▸ SUPPLIED MATERIAL:
[Start of Attachment]

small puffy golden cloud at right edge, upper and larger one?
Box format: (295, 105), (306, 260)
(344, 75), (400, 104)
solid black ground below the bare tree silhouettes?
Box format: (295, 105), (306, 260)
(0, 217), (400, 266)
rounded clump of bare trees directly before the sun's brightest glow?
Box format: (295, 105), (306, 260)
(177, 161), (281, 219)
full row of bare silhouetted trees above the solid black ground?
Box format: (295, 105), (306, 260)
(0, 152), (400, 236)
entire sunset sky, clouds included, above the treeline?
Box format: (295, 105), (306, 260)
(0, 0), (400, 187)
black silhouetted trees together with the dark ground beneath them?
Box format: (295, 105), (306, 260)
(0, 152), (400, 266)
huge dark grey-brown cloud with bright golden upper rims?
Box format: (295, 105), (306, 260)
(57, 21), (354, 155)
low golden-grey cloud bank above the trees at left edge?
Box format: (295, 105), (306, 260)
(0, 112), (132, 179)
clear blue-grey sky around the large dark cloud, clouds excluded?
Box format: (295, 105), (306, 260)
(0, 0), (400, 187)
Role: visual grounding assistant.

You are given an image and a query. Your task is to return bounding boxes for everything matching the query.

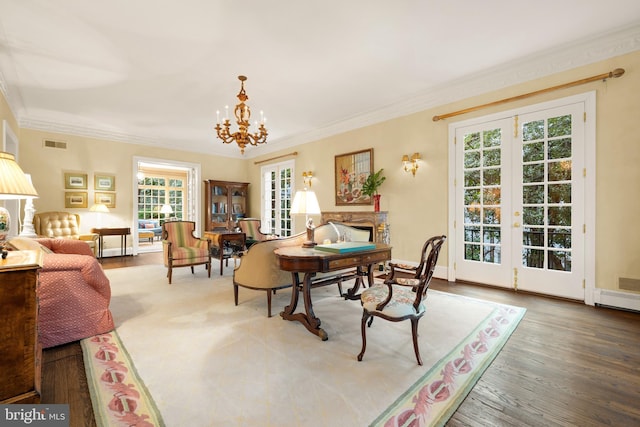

[End of Attachment]

▸ WHAT THE TASK REQUIRES:
Return each line among the entries that holds the word "black".

▸ RESULT OF THE EXERCISE:
solid black ground below the bare tree silhouettes?
full row of bare silhouetted trees above the solid black ground?
black silhouetted trees together with the dark ground beneath them?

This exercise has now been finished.